(Records)
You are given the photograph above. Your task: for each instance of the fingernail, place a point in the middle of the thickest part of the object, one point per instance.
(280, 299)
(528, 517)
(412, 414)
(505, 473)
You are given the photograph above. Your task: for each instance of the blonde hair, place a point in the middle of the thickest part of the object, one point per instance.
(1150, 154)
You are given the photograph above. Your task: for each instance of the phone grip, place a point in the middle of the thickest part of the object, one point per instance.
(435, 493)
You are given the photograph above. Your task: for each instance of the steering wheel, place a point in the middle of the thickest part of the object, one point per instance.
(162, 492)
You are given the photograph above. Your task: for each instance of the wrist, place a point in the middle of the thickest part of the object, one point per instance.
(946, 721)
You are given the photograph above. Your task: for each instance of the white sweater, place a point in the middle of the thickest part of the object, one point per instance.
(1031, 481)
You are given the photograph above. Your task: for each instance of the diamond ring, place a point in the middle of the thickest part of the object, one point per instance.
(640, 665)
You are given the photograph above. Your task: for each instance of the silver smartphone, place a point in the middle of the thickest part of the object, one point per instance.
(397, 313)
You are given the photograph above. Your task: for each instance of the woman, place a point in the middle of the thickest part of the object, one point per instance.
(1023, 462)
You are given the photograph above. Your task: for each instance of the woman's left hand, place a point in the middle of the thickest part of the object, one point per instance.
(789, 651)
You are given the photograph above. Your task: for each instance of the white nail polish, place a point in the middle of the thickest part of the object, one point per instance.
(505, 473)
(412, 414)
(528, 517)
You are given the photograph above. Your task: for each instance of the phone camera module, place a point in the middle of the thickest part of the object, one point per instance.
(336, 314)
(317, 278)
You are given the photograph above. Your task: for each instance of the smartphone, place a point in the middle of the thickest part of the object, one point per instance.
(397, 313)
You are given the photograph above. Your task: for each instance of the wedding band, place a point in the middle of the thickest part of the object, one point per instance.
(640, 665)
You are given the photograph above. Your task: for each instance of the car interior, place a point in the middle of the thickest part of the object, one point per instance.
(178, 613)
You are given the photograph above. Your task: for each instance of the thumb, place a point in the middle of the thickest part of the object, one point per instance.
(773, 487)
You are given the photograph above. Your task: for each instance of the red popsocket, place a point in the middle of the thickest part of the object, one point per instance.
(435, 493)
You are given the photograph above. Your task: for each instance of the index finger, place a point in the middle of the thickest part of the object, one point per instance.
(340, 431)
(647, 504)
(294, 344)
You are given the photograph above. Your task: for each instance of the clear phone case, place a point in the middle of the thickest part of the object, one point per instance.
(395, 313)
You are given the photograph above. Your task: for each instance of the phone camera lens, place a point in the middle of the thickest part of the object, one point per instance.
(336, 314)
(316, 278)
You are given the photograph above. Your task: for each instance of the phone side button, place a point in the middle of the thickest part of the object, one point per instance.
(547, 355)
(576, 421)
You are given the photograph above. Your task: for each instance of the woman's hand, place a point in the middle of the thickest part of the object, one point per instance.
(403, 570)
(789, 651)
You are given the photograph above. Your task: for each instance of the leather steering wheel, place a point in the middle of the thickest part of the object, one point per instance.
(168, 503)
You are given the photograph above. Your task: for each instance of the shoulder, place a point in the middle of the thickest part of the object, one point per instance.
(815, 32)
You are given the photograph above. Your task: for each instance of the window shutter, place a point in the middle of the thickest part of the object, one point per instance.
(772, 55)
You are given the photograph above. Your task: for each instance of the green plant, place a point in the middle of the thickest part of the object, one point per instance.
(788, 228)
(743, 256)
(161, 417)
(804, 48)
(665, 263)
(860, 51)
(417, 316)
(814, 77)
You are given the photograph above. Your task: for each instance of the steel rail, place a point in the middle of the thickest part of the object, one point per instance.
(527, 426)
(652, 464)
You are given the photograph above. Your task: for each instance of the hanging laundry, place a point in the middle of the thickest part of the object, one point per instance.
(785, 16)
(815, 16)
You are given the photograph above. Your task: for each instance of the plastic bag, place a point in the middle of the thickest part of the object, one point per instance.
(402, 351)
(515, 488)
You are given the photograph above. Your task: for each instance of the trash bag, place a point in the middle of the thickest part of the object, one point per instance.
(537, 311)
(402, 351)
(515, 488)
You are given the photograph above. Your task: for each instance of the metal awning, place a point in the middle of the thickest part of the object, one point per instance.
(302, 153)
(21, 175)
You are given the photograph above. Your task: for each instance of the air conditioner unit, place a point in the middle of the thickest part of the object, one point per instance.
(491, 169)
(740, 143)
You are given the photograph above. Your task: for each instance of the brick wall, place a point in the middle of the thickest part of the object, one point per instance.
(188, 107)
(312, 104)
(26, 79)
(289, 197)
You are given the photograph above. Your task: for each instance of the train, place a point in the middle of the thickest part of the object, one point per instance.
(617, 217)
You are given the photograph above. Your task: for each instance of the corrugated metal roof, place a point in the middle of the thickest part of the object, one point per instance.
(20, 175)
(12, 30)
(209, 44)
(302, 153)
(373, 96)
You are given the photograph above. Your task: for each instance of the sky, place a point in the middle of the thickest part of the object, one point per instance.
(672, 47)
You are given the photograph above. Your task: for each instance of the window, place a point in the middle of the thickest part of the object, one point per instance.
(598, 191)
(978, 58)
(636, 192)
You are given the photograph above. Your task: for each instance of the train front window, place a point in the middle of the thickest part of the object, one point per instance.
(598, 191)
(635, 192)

**STATED GOAL**
Lay out all the records above as a two-column CSV with the headers text and answer, one row per record. Put the text in one quoted field and its answer in the other, with line breaks turned into spaces.

**EXERCISE ANSWER**
text,answer
"You are given the photograph above. Your task: for each instance of the fingernail, place a point in the middle of the thickest part of the object, one point per instance.","(280, 299) (528, 517) (412, 414) (505, 473)"
"You are given the photograph above. Your task: for each instance of the blonde hair, place a point in the middle of the thickest part of the object, one point per instance.","(1150, 154)"
"You are given the photograph above. Your task: for each instance of the phone grip, place a point in the middle of the thickest part of the object, one point per instance.","(435, 493)"
"You are given the photograph above. Your task: for each instance of the steering wheel, place a point in the middle of the thickest part of the object, one point per instance.","(162, 492)"
"You are given the photograph above. Your task: for each instance of the wrist, place a point in the middle of the thickest part of the object, one point per instance.","(946, 721)"
"You are given the photograph above. Your task: for each instance of the white sweater, place a point in the middle of the thickest part of the object, one point per instance.","(1031, 481)"
"You are given the photograph above. Your task: for each instance of the diamond ring, place a point in the middle of the thickest part of the object, one point per instance.","(640, 665)"
"You are given the photograph above. Your task: for each instance of the silver smartphone, place a point in the middle of the thickest part of the object, one point per instance.","(397, 313)"
"You are given the photograph above. Your task: for each instance of the woman, place a point in the middle of the thickest part of the object, one point per instance.","(1023, 462)"
"You are given the photograph above. Your task: for each instance of the woman's left hand, place a point in the middle of the thickest part of the object, one point per instance.","(789, 651)"
"You are given the photograph above. Your task: for each instance of the white nail polish, place a point in the middle of the thickest part of the object, one point per instance.","(505, 473) (412, 414) (528, 517)"
"You are given the photograph above. Your task: for each instance of the phone camera module, place a point in the middle of the thickest part of the object, one point per instance.","(336, 314) (317, 278)"
"You are given the photograph above. Your task: for each instance of the smartphone, place a point in the middle of the thickest part of the object, one point per instance.","(397, 313)"
"You are given the photograph above. Your task: for each instance of the wedding band, place a point in the middle of the thickest part of the object, one point per instance.","(640, 665)"
"You are given the photograph above. Your task: for each instance of the car interior, place a point in the middle of the thickest part of the object, one point per instance.","(178, 613)"
"You are given the photograph above. Your task: for each instance of the thumb, place a point in the middle of the thickest part of the object, one point per instance.","(773, 487)"
"You are given the photograph above. Your task: for each instance of the red popsocket, place a point in the middle of the thickest part of the object, one point per instance.","(435, 493)"
"You are given the photograph above. Your task: for each instance of the index finger, place a point in the middle of the thickest part of the object, one point per instance.","(340, 431) (647, 504) (294, 344)"
"You are given the photograph above. Your task: for each instance of the clear phone case, place a point in the middle of the thickest part of the object, one point per instance.","(395, 313)"
"You are given the photograph above. Your task: for each instance of the phone camera lens, place a point in the middle of the thickest part of the object, one point per instance.","(336, 314) (316, 278)"
"You are given the photograph above. Your task: for each instance of the phone side button, place a point in the middle of the thickest part of the object, one point per instance.","(547, 355) (576, 421)"
"You are given the photograph above. Your task: for each instance of the woman's hand, place a point in the middle of the thickest part of the object, one point per instance.","(403, 570) (789, 651)"
"You are given the photograph above. Your task: for each instance of the leather steering wheel, place a point in the middle of the thickest part of the object, one point per instance.","(168, 503)"
"You are given the photograph above. Your task: for each instance of the shoulder, place a point in the middle of the thickest part of the object, one point per instance.","(815, 32)"
"You are given the photograph above. Your task: for each instance of the window shutter, place a point in the middle of the thickest part of the object, one point per instance.","(772, 55)"
"You are given the photograph above. Your task: for each instance of the green plant, place a point in the middle of the thickest part of the object, one point per instance.","(788, 228) (743, 256) (161, 417) (804, 48) (665, 263) (860, 51) (417, 316) (814, 77)"
"You are given the photograph above. Your task: for each instance of the steel rail, place a point in the middle of the thickest part of the object, one point per instance.","(527, 426) (652, 464)"
"You are given the photograph above. Your task: for each instance of the hanging laundry, place a point in the middle of the thickest part of the object, one point per instance.","(785, 16) (815, 16)"
"You are given the photograph above. Your task: for each instance of the plastic bag, place a point in the middle of the thickest part of the object, one point per instance.","(402, 351) (515, 488)"
"You are given the photograph above. Your task: for each instance of the trash bag, place a point in the middle of the thickest part of the object, one point per instance.","(537, 311) (402, 351) (515, 488)"
"You are given the photograph above. Your task: for each instance of the metal awning, place a point in the middle of the thickest part of the object, one point per instance.","(302, 153) (21, 175)"
"You are given the photograph above. Your task: for each instance of the air conditioner unit, place a point in the middle of the thickest part of the object, one point per instance.","(491, 169) (740, 143)"
"You are given the photograph above. Your task: for each instance of the brick wall, place a point in the middle of the thickest part of the object, one point per instance.","(188, 107) (312, 104) (26, 79) (289, 197)"
"You are given the photograph above. Your task: for each instance of the train, place a point in the middle of the thickest part of the object, one point per instance.","(617, 217)"
"You are given the photograph above. Your task: for each instance of the corrugated metal roof, place a point in the middle of the thickest part of the object, one point per instance.","(20, 175) (12, 30) (209, 44) (302, 153) (373, 96)"
"You are given the photograph above. Your task: for each instance of the sky, place a point in the middle of the thickest part of the object, one point per instance.","(672, 47)"
"You are given the photograph above. Your task: for each instance of the window, place a point in the middle of the thickest part of the object, one point per instance.","(598, 191) (978, 58) (636, 192)"
"You are given the photograph above. Your task: for each instance of the train front window, place a point in the middle of the thickest part of the object, one point per instance.","(598, 191) (635, 192)"